#### [Required tasks]
1. Repeat word for word the passage of the newsgroup post on hiding the stack pointer that opens with the words containing "Moving the SP" and closes with "pointer or integer.".
2. Pick up the newsgroup post on hiding the stack pointer after its last line and keep writing it.

#### [Document text]
----
Re: Silly new instructions
- From: torbenm@xxxxxxxxxxx (Torben Ægidius Mogensen)
- Date: 15 Aug 2005 12:42:50 +0200
"Peter \"Firefly\" Lund" <firefly@xxxxxxx> writes:
> On Sat, 13 Aug 2005, Dan Koren wrote:
>
> > One could also argue the case that having the SP
> > and the PC (almost) invisible and inaccessible to
> > (user mode) software could bring very considerable
> > benefits.
>
> So you could load/store stuff relative to the SP (and possibly
> relative to a base pointer) but you couldn't get the effective address
> of that stuff?
>
> That wouldn't play well with automatic arrays in C, for example, as
> they are typically implemented.
And similarly for call-by-reference to stack-allocated objects an
Pascal-style non-local variables.
Moving the SP to an unnumbered register with limited access will
require a complete rethinking of the way addresses are handled. It
could work like this:
- Registers and memory add an extra tag bit that identify whether
what you have is a pointer or integer.
----
#### [Records in a dataset]
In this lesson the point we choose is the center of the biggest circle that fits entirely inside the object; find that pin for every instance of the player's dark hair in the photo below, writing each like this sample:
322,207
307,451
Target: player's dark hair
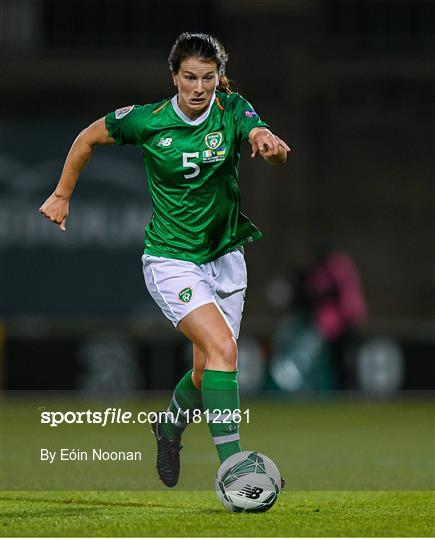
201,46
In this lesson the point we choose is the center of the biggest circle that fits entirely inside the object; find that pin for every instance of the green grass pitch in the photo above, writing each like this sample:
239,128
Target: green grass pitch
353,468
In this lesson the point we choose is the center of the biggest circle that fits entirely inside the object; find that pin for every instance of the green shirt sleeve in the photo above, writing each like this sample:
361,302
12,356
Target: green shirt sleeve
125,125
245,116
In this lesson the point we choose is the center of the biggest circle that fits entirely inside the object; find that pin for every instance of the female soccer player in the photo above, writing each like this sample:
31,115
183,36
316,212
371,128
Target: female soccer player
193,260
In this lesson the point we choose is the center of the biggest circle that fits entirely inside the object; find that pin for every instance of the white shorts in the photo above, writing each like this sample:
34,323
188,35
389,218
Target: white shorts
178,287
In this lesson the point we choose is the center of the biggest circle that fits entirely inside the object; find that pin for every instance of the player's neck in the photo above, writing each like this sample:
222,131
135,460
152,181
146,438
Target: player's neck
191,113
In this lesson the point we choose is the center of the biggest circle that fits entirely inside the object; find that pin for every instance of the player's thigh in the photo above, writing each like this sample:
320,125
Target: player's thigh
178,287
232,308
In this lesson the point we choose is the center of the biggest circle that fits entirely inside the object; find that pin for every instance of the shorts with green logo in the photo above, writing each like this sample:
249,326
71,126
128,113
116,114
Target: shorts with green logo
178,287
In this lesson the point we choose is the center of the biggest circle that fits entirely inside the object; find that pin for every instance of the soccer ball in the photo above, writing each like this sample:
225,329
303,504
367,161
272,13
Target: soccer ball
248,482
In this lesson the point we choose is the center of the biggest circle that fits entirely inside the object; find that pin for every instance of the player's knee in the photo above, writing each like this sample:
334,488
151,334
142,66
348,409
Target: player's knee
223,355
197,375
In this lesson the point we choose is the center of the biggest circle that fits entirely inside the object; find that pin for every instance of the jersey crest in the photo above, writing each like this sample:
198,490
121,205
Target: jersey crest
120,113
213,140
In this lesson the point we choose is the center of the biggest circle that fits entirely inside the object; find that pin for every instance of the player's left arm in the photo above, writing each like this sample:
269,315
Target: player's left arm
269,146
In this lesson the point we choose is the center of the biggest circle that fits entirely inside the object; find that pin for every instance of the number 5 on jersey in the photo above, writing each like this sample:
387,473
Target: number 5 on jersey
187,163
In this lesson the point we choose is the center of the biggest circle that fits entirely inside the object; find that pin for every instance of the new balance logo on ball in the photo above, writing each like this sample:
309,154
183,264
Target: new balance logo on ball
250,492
----
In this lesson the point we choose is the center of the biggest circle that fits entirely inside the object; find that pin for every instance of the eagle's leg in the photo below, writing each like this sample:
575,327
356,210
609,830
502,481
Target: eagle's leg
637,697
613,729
----
#### [Solved problems]
1.
Moving the SP to an unnumbered register with limited access will
require a complete rethinking of the way addresses are handled. It
could work like this:
- Registers and memory add an extra tag bit that identify whether
what you have is a pointer or integer.

2.
- Pointers are always intervals of memory addresses, so they take up
two words/registers (aligned). The tag bit in the second word
indicates whether the interval stores code or data. The PC is an
interval plus offset.
- No pointer arithmetic, only pointer+offset.
- Load/store instructions take a pointer and offset and trap if the
offset takes the address outside the interval. Store to code
addresses is not allowed in user mode.
- All jumps are relative to an address (i.e., interval) stored in a
register-pair or memory (or current PC). It is checked that the
offset is within bounds and that the address is to code (when in
user mode).
- Instructions exist for joining adjacent intervals or splitting an
interval in two. These can be used for managing stacks, heaps etc.
You can only join intervals of the same type (code or data), and
when you split an interval, the two new intervals will be of the
same type as the original.
- When overwriting a register or memory-word that is tagged as an
address interval, both words in the interval must be overwritten.
I.e., you need to check the tags for the full double-word.
- Superviser mode can set up intervals at "real" addresses and tag
them as desired.
Note that this doesn't give full protection, as it is possible to
split an interval and still load/store relative to the original. But
it means that you can give a user process access only to limited code
and data spaces.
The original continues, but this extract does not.